## STATED GOAL:
Start with the line containing "Tag every instance of the metal" and write out each line through the end of the listing, exactly as given.

+++++

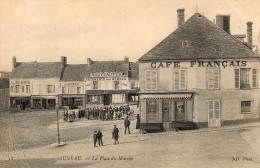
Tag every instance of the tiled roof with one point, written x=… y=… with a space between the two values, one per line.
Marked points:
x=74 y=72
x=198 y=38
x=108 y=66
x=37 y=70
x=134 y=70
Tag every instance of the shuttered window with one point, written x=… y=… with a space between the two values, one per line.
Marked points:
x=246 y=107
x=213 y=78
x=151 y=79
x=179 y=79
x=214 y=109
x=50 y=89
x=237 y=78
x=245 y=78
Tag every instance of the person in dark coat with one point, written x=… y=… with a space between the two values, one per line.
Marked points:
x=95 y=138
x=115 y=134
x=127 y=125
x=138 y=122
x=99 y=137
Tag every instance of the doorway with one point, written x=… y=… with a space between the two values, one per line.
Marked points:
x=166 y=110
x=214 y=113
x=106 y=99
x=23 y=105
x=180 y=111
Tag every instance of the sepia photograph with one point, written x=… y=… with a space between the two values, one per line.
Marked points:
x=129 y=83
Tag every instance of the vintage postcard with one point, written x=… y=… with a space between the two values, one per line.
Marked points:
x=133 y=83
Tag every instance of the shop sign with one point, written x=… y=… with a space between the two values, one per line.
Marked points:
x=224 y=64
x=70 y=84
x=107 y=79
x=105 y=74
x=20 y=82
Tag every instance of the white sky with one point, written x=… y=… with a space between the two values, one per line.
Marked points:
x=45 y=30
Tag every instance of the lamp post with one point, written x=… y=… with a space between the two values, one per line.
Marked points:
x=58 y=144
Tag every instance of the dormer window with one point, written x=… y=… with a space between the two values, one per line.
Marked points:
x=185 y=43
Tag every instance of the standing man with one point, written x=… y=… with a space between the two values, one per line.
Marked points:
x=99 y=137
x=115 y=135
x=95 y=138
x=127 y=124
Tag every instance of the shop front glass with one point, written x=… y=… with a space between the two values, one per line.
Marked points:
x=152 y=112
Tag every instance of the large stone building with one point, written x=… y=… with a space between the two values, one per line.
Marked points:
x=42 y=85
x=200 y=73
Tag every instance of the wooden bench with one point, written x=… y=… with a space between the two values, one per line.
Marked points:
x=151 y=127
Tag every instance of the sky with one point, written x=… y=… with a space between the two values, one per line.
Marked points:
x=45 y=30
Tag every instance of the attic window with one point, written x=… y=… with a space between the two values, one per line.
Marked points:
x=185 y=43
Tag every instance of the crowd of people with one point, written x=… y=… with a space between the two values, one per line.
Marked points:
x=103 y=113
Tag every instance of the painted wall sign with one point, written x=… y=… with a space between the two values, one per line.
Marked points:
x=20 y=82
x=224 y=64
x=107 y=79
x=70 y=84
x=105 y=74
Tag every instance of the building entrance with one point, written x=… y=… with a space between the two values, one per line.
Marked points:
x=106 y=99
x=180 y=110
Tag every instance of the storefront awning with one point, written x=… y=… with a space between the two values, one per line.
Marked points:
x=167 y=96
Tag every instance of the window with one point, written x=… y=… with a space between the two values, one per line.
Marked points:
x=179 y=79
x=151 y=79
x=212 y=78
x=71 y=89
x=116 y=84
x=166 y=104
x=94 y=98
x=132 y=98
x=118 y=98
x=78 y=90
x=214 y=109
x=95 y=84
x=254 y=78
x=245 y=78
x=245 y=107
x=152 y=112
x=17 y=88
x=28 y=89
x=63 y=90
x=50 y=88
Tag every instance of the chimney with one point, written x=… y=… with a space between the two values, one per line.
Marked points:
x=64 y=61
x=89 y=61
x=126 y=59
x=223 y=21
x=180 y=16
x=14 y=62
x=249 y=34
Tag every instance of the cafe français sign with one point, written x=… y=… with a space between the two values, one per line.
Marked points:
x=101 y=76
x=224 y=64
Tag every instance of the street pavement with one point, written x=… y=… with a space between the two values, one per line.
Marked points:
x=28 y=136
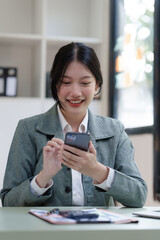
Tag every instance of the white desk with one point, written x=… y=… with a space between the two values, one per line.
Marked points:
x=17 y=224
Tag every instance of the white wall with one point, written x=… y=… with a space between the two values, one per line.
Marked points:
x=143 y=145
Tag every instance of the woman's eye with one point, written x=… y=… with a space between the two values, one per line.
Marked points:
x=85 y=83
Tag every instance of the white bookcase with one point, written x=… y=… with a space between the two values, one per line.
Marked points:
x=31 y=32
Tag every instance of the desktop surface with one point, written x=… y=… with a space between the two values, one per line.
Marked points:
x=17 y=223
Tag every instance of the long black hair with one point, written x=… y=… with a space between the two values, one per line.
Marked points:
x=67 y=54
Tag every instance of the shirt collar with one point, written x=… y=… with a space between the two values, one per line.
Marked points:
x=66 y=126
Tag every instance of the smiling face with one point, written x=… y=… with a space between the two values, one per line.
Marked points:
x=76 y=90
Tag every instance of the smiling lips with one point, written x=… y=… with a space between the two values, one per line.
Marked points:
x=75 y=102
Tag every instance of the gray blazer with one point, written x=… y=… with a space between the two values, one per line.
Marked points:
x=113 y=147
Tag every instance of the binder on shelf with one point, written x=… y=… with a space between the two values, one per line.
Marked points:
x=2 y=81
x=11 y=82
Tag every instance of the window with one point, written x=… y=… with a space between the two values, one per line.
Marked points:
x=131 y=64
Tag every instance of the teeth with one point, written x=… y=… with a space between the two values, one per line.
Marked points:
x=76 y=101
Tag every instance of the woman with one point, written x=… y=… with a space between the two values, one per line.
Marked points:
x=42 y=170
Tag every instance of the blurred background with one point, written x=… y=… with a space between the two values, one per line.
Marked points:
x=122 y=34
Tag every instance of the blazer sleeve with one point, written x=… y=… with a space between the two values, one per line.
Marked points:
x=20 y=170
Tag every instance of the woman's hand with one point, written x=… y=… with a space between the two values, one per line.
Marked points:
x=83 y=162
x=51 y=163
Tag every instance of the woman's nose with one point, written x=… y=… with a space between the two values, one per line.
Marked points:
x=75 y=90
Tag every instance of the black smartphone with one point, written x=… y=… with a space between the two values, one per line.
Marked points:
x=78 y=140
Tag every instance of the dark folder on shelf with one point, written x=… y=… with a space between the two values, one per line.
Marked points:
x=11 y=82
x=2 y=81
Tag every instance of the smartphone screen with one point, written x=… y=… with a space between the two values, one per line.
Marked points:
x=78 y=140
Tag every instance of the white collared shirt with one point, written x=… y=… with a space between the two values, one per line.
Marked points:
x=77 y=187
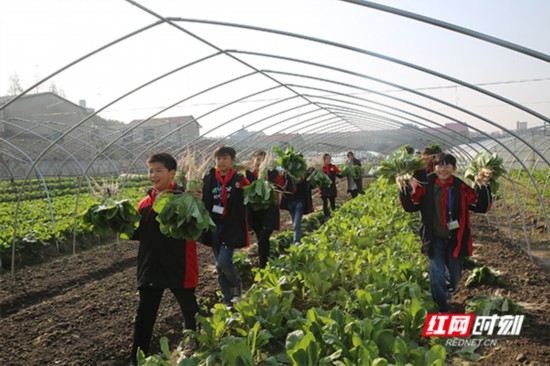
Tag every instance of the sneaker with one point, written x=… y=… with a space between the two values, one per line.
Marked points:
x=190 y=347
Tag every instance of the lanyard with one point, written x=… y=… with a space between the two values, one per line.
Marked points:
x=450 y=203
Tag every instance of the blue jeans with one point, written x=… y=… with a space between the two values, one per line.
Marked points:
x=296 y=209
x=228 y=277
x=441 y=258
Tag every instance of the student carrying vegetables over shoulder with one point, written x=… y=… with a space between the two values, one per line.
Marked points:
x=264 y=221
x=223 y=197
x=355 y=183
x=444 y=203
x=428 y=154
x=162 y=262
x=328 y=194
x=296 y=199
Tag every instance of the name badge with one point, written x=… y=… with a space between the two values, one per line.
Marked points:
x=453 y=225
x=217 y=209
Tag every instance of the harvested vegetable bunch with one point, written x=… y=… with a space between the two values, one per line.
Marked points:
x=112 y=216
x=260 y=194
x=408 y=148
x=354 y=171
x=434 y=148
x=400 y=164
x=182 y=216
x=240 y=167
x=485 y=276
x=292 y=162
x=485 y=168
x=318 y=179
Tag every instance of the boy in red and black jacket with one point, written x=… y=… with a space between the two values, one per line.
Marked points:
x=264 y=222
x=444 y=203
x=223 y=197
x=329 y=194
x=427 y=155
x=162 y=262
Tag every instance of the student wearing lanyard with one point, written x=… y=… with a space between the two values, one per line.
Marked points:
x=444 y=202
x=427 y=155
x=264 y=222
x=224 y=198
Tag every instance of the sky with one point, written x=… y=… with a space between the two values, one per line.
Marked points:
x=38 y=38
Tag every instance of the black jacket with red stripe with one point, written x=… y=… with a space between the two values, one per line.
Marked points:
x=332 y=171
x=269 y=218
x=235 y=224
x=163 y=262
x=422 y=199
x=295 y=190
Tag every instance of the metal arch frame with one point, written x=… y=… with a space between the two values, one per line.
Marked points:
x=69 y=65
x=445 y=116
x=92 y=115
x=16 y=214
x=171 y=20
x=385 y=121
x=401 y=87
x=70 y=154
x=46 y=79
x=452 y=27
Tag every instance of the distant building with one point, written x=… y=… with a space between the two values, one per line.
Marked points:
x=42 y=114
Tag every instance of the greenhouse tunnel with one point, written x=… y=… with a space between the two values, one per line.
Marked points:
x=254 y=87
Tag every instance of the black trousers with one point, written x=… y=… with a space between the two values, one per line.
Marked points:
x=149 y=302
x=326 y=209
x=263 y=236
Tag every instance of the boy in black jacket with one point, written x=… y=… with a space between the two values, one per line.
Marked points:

+++++

## TASK SOLUTION:
Tag every instance of the metal arch frame with one point, written x=… y=… with a space between the two values, one per line.
Marked points:
x=69 y=65
x=445 y=116
x=92 y=115
x=16 y=214
x=171 y=20
x=385 y=121
x=401 y=87
x=70 y=154
x=46 y=79
x=452 y=27
Tag every instance of the distant building with one point, written x=… y=… with a space between the two values, one per line.
Marked points:
x=42 y=114
Tag every instance of the greenhouse tunnel with one point, written x=… y=… with a space between the two values, one per line.
Marked points:
x=254 y=87
Tag every instance of the black trousers with one point, written x=… y=… with a space between the two values, one per line.
Marked points:
x=149 y=302
x=326 y=209
x=263 y=236
Tag every instance of the boy in black jacket with one point, written x=… y=… with a space between the two values, one per line.
Marked points:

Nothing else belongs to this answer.